### [Page]
[FSF India] ISCII vs Unicode [was Localization of GNU/Linux to Indian languages]

Rajkumar S. fsf-india@gnu.org.in
Sun, 9 Sep 2001 15:00:05 +0530 (IST)


On 8 Sep 2001, Ashhar Farhan wrote:

> 1. unicode was designed by people who dont even speak the
> languages. as a result it is incomplete and ambiguous. that is,

Unicode code pages and encodings are a ditto copies of ISCII standard.
So if their are any problems with Unicode for Indic scripts they are
due to ISCII.

> there are a number of ways to write the same words as a result is
> a schumck when it comes to searching for strings. some words
> cannot be written at all.

Can you give some examples?

> try composing srimad bhagvad geeta in unicode to know what i mean.
> for years, i have not only contributed to unicode but also argued
> with them to get real. with no response.

Srimad Bhagavat Geeta or Vedas use code points that are not present in
Unicode std for Devanagiri. But they were not present in ISCII when
Unicode adapted them. If ISCII has added later then that has to be
added to Unicode also. A deficiency is not an excuse for not using
Unicode. That has to be corrected.


> among the people who share this perception are also dr. raymond
> doctor (the linguist par excellence at the famous deccan college,
> who is recognised authority on this), dr. rajeev sanghal (who is
> the one person who knows all the encodings of indian languages),
> dr. mohan tambe (now with innomedia) who designed the ISCII and
> (happiness!) the DOT.

Yes, I know their are lot more also. I had a discussion about this
with a team from IIIT Hyd, who were fanatical about ISCII.

> the future of indian language computing will be determined here,
> by us who live and breath these languages. not some guys who cant
> even spell their own names in the languages that they claim to be
> 'experts' in.

Tricolor waving is fine but it is foolish to live in our own world and
ignore what is happening outside.

> wow well said! so, next i guess, that our spellings will also be
> governed by what the jerks put into msword hindi edition's spell
> checker.

If I understand correctly these "jerks" are a team from NSCT. And Yes,
If we ignore this our spellings WILL be determined by Hindi Software,
MS word included.

### [Directive 1]
Write out, word for word, the part of the thread starting at "Unicode code pages" and ending at "written at all.".
### [Directive 2]
Answer these questions from the thread:
(a) Of which standard does Rajkumar S. say the Unicode code pages and encodings are copies?
(b) According to the quoted message, who designed ISCII?
(c) Whom does Rajkumar S. take the "jerks" to be?
### [Directive 3]
Render this sentence from the thread in Spanish: "A deficiency is not an excuse for not using Unicode."
The lines that come next are drawn from a separate source.

### [Data section]
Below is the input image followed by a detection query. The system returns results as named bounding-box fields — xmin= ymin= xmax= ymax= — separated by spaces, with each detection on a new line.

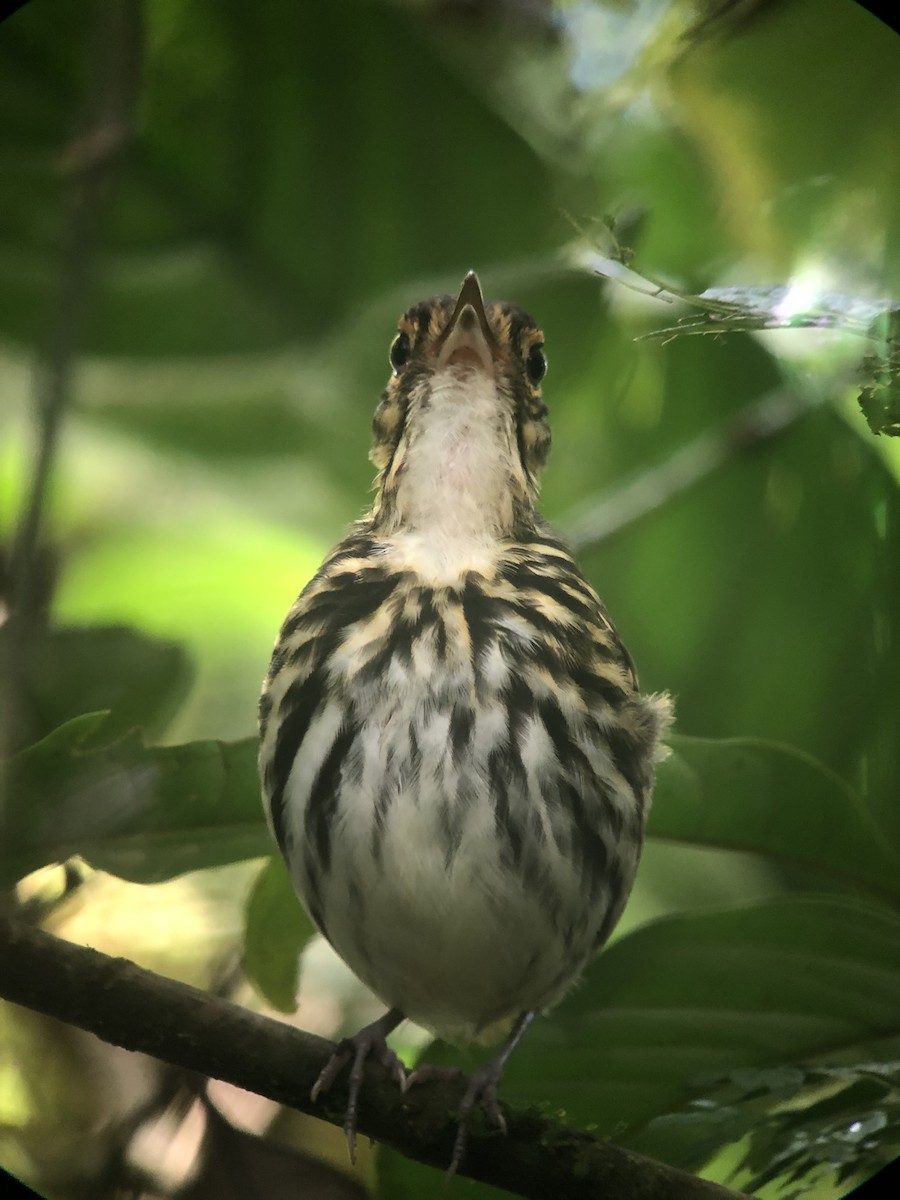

### [Task response 1]
Unicode code pages and encodings are a ditto copies of ISCII standard.
So if their are any problems with Unicode for Indic scripts they are
due to ISCII.

> there are a number of ways to write the same words as a result is
> a schumck when it comes to searching for strings. some words
> cannot be written at all.

### [Task response 2]
(a) ISCII
(b) Dr. Mohan Tambe
(c) A team from NSCT

### [Task response 3]
Una deficiencia no es excusa para no usar Unicode.